==== MATERIAL SUPPLIED ====
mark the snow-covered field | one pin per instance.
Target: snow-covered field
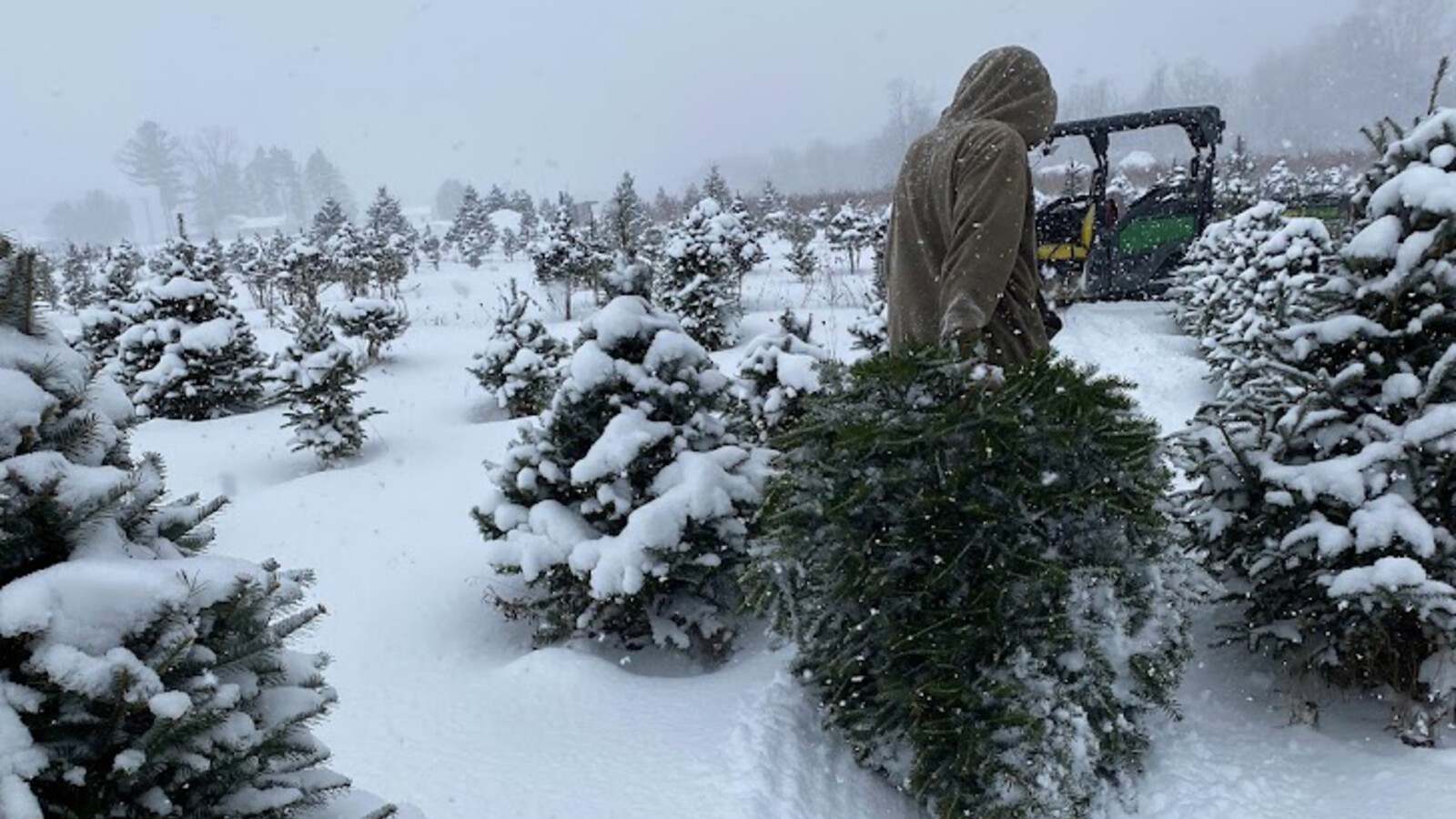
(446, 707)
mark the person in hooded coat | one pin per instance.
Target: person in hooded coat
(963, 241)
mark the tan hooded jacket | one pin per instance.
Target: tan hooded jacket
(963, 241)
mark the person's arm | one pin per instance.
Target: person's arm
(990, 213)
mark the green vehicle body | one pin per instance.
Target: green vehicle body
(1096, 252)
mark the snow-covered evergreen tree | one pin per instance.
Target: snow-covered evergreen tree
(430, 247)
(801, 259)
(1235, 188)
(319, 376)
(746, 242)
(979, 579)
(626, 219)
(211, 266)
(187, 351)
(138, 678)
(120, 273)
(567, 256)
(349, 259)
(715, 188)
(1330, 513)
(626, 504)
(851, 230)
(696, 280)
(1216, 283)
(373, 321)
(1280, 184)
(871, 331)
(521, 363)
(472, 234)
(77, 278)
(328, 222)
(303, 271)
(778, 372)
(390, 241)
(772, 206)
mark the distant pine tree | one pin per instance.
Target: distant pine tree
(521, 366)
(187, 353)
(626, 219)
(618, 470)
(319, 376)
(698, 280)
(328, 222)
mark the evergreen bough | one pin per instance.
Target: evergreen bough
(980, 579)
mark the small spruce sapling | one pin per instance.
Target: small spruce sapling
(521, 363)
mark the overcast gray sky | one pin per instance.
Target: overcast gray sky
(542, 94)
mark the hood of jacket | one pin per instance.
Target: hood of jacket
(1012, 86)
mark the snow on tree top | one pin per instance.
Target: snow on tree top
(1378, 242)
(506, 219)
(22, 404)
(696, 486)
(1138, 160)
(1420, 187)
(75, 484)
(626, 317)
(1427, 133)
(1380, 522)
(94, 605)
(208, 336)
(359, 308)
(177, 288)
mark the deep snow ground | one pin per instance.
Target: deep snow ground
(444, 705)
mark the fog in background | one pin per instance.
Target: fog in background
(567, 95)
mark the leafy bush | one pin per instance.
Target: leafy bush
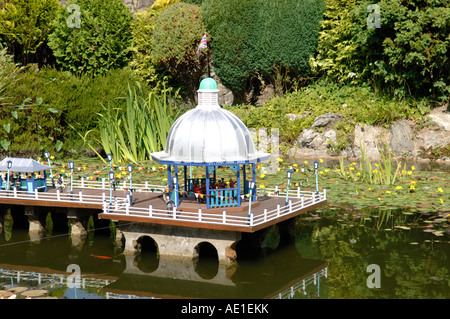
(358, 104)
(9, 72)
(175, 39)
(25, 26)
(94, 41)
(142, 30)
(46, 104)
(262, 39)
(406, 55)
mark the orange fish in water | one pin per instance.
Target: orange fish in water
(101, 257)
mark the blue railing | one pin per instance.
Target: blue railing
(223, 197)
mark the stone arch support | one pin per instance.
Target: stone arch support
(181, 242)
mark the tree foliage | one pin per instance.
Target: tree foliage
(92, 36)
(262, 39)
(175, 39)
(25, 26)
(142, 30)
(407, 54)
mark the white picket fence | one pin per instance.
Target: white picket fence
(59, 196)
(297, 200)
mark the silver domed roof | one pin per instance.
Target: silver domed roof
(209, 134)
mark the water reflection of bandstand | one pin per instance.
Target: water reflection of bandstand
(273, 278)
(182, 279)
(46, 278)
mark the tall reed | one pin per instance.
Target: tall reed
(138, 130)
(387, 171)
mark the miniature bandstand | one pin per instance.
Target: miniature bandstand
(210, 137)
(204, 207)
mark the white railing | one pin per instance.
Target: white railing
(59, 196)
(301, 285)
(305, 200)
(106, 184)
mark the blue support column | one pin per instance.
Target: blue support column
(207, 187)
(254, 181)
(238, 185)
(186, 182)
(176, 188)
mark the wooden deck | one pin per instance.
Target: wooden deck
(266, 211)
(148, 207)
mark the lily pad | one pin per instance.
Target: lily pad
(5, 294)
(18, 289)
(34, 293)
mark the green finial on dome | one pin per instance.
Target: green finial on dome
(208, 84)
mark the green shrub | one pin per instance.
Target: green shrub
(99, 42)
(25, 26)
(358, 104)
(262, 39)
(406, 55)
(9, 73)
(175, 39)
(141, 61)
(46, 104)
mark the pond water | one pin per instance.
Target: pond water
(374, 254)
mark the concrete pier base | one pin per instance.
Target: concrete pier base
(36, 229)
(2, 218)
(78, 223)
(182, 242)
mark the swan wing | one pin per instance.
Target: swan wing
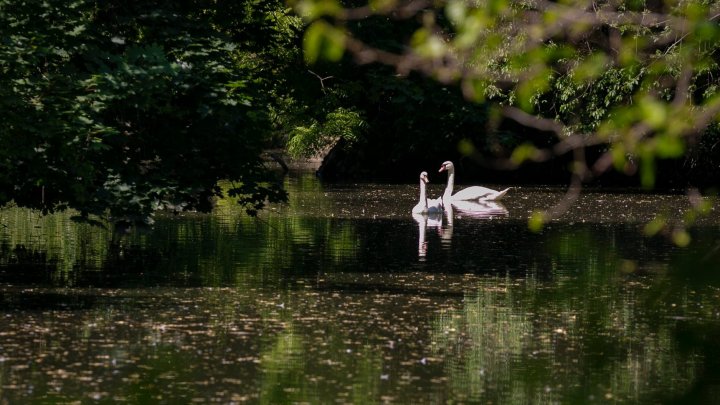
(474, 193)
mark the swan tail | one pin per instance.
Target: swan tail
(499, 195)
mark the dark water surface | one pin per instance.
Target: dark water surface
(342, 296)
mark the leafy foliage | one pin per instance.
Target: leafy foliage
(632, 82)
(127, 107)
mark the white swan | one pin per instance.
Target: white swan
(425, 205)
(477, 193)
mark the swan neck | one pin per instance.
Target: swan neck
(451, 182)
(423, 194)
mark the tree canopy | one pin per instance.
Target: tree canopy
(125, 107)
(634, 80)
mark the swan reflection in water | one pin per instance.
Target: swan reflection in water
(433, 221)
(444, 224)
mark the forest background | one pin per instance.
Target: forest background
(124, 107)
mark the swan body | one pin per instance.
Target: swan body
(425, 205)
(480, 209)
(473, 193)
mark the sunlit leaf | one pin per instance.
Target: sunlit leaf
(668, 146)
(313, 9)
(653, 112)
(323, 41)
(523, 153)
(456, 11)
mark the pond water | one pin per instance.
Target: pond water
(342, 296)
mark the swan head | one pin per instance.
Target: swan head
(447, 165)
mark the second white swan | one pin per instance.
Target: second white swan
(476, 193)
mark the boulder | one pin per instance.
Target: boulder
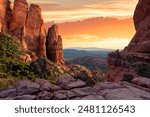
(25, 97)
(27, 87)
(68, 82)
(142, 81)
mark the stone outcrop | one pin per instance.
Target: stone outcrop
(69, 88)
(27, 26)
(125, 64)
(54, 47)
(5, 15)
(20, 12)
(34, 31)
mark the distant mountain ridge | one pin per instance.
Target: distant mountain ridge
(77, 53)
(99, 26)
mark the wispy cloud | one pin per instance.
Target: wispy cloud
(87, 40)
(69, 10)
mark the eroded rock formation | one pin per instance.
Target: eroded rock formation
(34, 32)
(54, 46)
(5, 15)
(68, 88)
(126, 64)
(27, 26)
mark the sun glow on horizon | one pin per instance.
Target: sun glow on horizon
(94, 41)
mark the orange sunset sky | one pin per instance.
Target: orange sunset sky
====
__WHAT IS EXPECTED__: Output all of the data above exactly; no pictures should appear.

__TASK ANSWER__:
mark the snow-covered field | one pin per instance.
Target: snow-covered field
(446, 707)
mark the person in hooded coat | one pin per instance.
Target: person in hooded coat
(963, 241)
mark the tan hooded jacket | one pin per instance.
Target: tan hooded jacket
(963, 241)
mark the person's arm | one pin per instance.
Target: person's arm
(990, 213)
mark the green vehicle body | one pin per instance.
Target: green vehicle body
(1096, 252)
mark the snow-covered evergreen tree | one pin per instance.
Target: snow-covered evergreen tree
(430, 247)
(801, 259)
(1235, 188)
(319, 376)
(746, 242)
(979, 579)
(626, 219)
(211, 266)
(187, 351)
(138, 678)
(120, 273)
(567, 256)
(349, 259)
(715, 188)
(1330, 513)
(626, 504)
(851, 230)
(696, 280)
(1216, 283)
(373, 321)
(1280, 184)
(871, 331)
(521, 363)
(472, 234)
(77, 278)
(328, 222)
(303, 271)
(778, 372)
(390, 241)
(772, 206)
mark the distant pine tree | one pin per instance.
Target: distant pine tree
(521, 366)
(187, 353)
(626, 219)
(618, 470)
(319, 376)
(698, 280)
(328, 222)
mark the evergreen bough | one pin per instance.
Target: evergreen bough
(980, 579)
mark the small spruce sapling | one pin per instance.
Target: small spruce sapling
(521, 363)
mark the overcast gray sky | one pin per instance.
Target: overcast gray sky
(542, 94)
mark the hood of jacket | one pin per instance.
Target: hood of jacket
(1012, 86)
mark the snow on tree top | one pin per instance.
Target: snow on tree top
(1378, 242)
(506, 219)
(22, 404)
(696, 486)
(1138, 160)
(1420, 187)
(75, 484)
(626, 317)
(1427, 133)
(1380, 522)
(94, 605)
(208, 336)
(359, 308)
(177, 288)
mark the deep snow ground | one pin per instance.
Target: deep snow ground
(444, 705)
mark the fog in background | one pin per instance.
Target: fog in background
(567, 95)
mark the leafy bush | one pin per instance.
Target: leafy bush
(358, 104)
(9, 72)
(175, 39)
(25, 26)
(94, 41)
(142, 30)
(46, 104)
(262, 39)
(406, 55)
mark the orange fish in water | one pin per instance.
Target: orange fish in water
(101, 257)
mark the blue railing | one pin per instance.
Target: blue railing
(223, 197)
mark the stone arch support | one pin per instance.
Target: stone arch support
(181, 242)
mark the tree foliage | one pin per instance.
Target: tree foliage
(92, 36)
(262, 39)
(175, 39)
(25, 26)
(142, 30)
(407, 54)
mark the white picket fence | one pin per instance.
Target: white picket fence
(59, 196)
(297, 200)
mark the silver domed roof | one pin per instance.
Target: silver domed roof
(209, 134)
mark the water reflection of bandstand | one pin per instance.
Target: water reflection of bandstand
(273, 278)
(182, 279)
(46, 278)
mark the tall reed | one pin per instance.
Target: tall reed
(138, 130)
(387, 171)
mark the miniature bandstand | one pin per instance.
Target: miniature bandstand
(210, 137)
(204, 207)
mark the white railing | one pin per instance.
Target: white railing
(59, 196)
(301, 285)
(305, 200)
(106, 184)
mark the blue support column | one pin per instance.
Target: blue support column
(207, 187)
(254, 181)
(238, 185)
(186, 182)
(176, 188)
mark the wooden deck | one pin per instance.
Target: wooden deck
(266, 211)
(148, 207)
mark the lily pad | one pin per instance.
Target: lily pad
(5, 294)
(18, 289)
(34, 293)
mark the green finial on dome | one pin per instance.
Target: green finial on dome
(208, 84)
mark the green shrub | one pin per instance.
Target: green shrub
(99, 42)
(25, 26)
(358, 104)
(262, 39)
(406, 55)
(9, 73)
(175, 39)
(141, 61)
(46, 104)
mark the pond water | one pin per instance.
Target: pond water
(374, 254)
mark the concrete pier base | one pin per instance.
Target: concrete pier base
(36, 229)
(2, 218)
(78, 223)
(182, 242)
mark the swan wing | one pin per instance.
Target: swan wing
(474, 193)
mark the swan tail | one pin per instance.
Target: swan tail
(499, 195)
mark the dark water surface | one pin per instance.
Target: dark water surface
(342, 296)
mark the leafy foliage | one pin per instance.
Target: leafy foliage
(632, 82)
(127, 107)
mark the white swan | one pin per instance.
Target: white swan
(425, 205)
(477, 193)
mark the swan neck | one pin per instance.
Target: swan neck
(451, 182)
(423, 194)
mark the tree canopy | one pin per instance.
Target: tree canopy
(125, 107)
(634, 80)
mark the swan reflection in water | one pin per instance.
Target: swan reflection in water
(433, 221)
(444, 224)
mark the forest background | one pin per instance.
Target: forest background
(124, 107)
mark the swan body | one pin per instance.
Target: swan body
(425, 205)
(480, 209)
(473, 193)
mark the sunlit leaf | one pin per instance.
Target: sunlit leaf
(668, 146)
(313, 9)
(653, 112)
(323, 41)
(523, 153)
(456, 11)
mark the pond water | one pin per instance.
Target: pond water
(342, 296)
mark the swan head | one pin per instance.
Target: swan head
(447, 165)
mark the second white swan | one pin per instance.
Target: second white swan
(476, 193)
mark the boulder | one pin per instance.
Target: boulder
(25, 97)
(27, 87)
(68, 82)
(142, 81)
mark the stone outcrop | one pin per instance.
Target: stone outcrop
(69, 88)
(27, 26)
(125, 64)
(54, 47)
(5, 15)
(20, 12)
(34, 31)
mark the distant mountain ridge | one pin per instance.
Target: distant mountain ridge
(77, 53)
(99, 26)
mark the wispy cloud | one pin per instance.
Target: wispy cloud
(87, 40)
(69, 10)
mark the eroded rock formation | one pin per instance.
Target: eroded rock formation
(34, 32)
(54, 46)
(5, 15)
(68, 88)
(126, 64)
(27, 26)
mark the sun glow on horizon | one pin per instance.
Target: sun glow on horizon
(94, 41)
mark the orange sunset sky | one pin per instance.
Target: orange sunset sky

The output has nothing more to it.